**What the exercise asks**
Word for word, restate every entry shown below.
(Material for this task begins)
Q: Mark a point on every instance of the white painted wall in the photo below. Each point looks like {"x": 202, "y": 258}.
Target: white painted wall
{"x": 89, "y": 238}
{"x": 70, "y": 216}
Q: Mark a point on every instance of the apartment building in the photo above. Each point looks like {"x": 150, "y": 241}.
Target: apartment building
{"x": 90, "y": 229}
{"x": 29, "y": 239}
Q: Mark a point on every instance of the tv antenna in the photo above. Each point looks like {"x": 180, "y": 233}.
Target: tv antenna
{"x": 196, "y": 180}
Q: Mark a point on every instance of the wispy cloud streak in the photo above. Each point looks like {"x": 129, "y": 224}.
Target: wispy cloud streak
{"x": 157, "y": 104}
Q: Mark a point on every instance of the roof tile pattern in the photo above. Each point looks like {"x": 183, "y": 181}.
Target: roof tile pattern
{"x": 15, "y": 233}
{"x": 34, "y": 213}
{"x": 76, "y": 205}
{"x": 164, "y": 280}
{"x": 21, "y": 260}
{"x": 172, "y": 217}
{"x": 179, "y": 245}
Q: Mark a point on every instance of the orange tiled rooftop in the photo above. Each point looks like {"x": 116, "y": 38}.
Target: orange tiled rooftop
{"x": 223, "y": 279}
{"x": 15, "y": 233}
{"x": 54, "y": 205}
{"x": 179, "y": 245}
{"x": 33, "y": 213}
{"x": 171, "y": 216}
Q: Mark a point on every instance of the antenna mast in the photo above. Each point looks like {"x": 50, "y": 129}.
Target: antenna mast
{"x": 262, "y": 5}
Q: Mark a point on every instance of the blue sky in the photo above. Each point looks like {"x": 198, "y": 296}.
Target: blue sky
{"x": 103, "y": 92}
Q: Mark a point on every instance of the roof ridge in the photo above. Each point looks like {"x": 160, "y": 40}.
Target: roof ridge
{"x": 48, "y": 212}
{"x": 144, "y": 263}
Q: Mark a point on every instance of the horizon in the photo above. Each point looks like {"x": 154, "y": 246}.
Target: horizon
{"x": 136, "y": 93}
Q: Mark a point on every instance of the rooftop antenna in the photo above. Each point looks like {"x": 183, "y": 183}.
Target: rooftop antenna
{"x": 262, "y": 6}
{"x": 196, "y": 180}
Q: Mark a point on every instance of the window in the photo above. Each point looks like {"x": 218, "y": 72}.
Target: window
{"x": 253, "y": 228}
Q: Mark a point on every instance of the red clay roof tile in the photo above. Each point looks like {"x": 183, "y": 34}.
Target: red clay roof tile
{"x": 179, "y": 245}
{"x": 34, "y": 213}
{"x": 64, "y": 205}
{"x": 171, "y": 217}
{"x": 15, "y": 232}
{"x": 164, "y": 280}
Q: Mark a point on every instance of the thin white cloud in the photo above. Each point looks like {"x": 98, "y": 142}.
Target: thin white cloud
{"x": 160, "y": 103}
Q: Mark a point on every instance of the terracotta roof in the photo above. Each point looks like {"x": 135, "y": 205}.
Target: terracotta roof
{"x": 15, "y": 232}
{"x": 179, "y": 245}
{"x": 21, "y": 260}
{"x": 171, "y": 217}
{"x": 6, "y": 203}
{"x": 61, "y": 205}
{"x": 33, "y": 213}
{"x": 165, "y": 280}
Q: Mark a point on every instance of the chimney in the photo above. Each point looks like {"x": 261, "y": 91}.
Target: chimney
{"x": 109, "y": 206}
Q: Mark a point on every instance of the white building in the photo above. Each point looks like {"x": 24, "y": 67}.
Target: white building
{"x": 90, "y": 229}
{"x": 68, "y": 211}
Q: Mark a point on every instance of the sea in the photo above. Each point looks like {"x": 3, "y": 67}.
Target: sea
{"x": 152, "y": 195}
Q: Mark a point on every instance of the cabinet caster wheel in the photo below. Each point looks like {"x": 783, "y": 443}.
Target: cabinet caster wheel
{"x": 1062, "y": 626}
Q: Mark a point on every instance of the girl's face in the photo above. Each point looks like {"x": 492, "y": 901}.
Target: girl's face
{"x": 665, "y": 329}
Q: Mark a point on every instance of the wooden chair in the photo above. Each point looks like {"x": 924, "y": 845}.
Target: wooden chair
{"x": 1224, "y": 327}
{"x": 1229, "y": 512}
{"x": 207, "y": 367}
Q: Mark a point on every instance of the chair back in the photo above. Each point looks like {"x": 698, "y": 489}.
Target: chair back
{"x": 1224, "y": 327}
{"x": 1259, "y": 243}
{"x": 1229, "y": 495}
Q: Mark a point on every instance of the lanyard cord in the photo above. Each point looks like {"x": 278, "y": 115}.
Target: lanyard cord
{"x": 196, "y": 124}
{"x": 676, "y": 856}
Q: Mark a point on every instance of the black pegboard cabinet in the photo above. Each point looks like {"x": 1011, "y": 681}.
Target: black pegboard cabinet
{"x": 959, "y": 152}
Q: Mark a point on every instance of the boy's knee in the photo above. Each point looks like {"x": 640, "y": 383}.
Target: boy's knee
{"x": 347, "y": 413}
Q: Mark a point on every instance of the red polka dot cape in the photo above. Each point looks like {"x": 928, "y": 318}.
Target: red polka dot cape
(Material for this task ends)
**Answer**
Q: Mark a point on every instance of the white painted wall in the photo below. Each point looks like {"x": 202, "y": 258}.
Target: white painted wall
{"x": 89, "y": 238}
{"x": 70, "y": 216}
Q: Mark a point on every instance of the apartment building in the photo above. Each point looks like {"x": 150, "y": 241}.
Target: apartment building
{"x": 90, "y": 229}
{"x": 29, "y": 239}
Q: Mark a point on every instance of the tv antenna in the photo above. Each point looks like {"x": 180, "y": 233}.
Target: tv antenna
{"x": 196, "y": 180}
Q: Mark a point on every instance of the wispy cloud streak in the photo above. Each point looks like {"x": 129, "y": 224}.
Target: wispy cloud streak
{"x": 157, "y": 104}
Q: Mark a point on every instance of the roof tile pattern in the photo above. Each point looks like {"x": 183, "y": 181}.
Target: roof tile pattern
{"x": 15, "y": 233}
{"x": 34, "y": 213}
{"x": 76, "y": 205}
{"x": 164, "y": 280}
{"x": 21, "y": 260}
{"x": 172, "y": 217}
{"x": 179, "y": 245}
Q: Mark a point on every instance of the orange tiled rooftop in the photo above. Each point looks like {"x": 116, "y": 38}.
Target: orange tiled rooftop
{"x": 223, "y": 279}
{"x": 15, "y": 233}
{"x": 54, "y": 205}
{"x": 179, "y": 245}
{"x": 33, "y": 213}
{"x": 171, "y": 216}
Q: Mark a point on every instance of the antenna mast in the photo above. Each point looks like {"x": 50, "y": 129}.
Target: antenna mast
{"x": 262, "y": 5}
Q: Mark a point on every instance of the blue sky in the photo above. Each point looks like {"x": 198, "y": 296}.
Target: blue sky
{"x": 103, "y": 92}
Q: Mark a point on every instance of the roof ridge in the photo above. Each point looks like {"x": 160, "y": 40}.
Target: roof ridge
{"x": 48, "y": 212}
{"x": 144, "y": 263}
Q: Mark a point on every instance of the horizon in the photo above. Each point looks like {"x": 154, "y": 246}.
Target: horizon
{"x": 136, "y": 93}
Q: Mark a point on every instance of the rooftop antenna in the photo above. Each point looks like {"x": 183, "y": 183}.
Target: rooftop antenna
{"x": 262, "y": 6}
{"x": 196, "y": 180}
Q: Mark a point on every instance of the window in the photo above. Each point looks like {"x": 218, "y": 72}.
Target: window
{"x": 253, "y": 228}
Q: Mark a point on every instance of the red clay roof tile in the photo above. Each point looks like {"x": 183, "y": 34}.
Target: red clay roof tile
{"x": 179, "y": 245}
{"x": 34, "y": 213}
{"x": 64, "y": 205}
{"x": 171, "y": 217}
{"x": 15, "y": 232}
{"x": 164, "y": 280}
Q: Mark a point on every instance of the thin white cloud in the photo above. Each point looks like {"x": 98, "y": 142}.
Target: thin white cloud
{"x": 160, "y": 103}
Q: Mark a point on every instance of the terracotta roof in the photo above. Each point looks like {"x": 135, "y": 205}.
Target: terracotta roof
{"x": 15, "y": 232}
{"x": 179, "y": 245}
{"x": 21, "y": 260}
{"x": 171, "y": 217}
{"x": 6, "y": 203}
{"x": 61, "y": 205}
{"x": 33, "y": 213}
{"x": 165, "y": 280}
Q: Mark a point on every instance of the chimney in the photo above. Each point looks like {"x": 261, "y": 91}.
Target: chimney
{"x": 109, "y": 206}
Q: Mark a point on every instance of the white building in the photo above. Each point looks like {"x": 24, "y": 67}.
Target: white building
{"x": 90, "y": 229}
{"x": 68, "y": 211}
Q: Mark a point on every instance of the sea in the photo above. Each point looks like {"x": 3, "y": 67}.
Target: sea
{"x": 152, "y": 195}
Q: Mark a point on every instance of the cabinet caster wheel in the photo below. Each point looks like {"x": 783, "y": 443}.
Target: cabinet caster wheel
{"x": 1062, "y": 626}
Q: Mark a point on every instance of the girl's face in the photo above. Each point looks like {"x": 492, "y": 901}.
Target: girl's face
{"x": 665, "y": 329}
Q: Mark a point on every instance of the wooden chair in the photo above. Each point looks like {"x": 924, "y": 845}.
Target: wooden chair
{"x": 1224, "y": 327}
{"x": 1229, "y": 512}
{"x": 207, "y": 367}
Q: Mark a point on every instance of the chair back in the photo above. Each point looks like {"x": 698, "y": 489}.
Target: chair back
{"x": 1224, "y": 327}
{"x": 1259, "y": 243}
{"x": 1229, "y": 495}
Q: Mark a point on every instance of the lanyard cord in the photo above. Each point looks like {"x": 278, "y": 115}.
Target: lanyard cord
{"x": 196, "y": 124}
{"x": 676, "y": 856}
Q: Mark a point on every instance of the black pegboard cabinet in the photo above. Each point looks like {"x": 1011, "y": 681}.
Target: black pegboard cabinet
{"x": 959, "y": 152}
Q: Mark a point on every instance of the boy's knee in the photo above. Each point looks like {"x": 640, "y": 383}.
Target: boy's knee
{"x": 347, "y": 413}
Q: Mark a point on every instance of the red polka dot cape in the photo above. Each point looks like {"x": 928, "y": 318}.
Target: red polka dot cape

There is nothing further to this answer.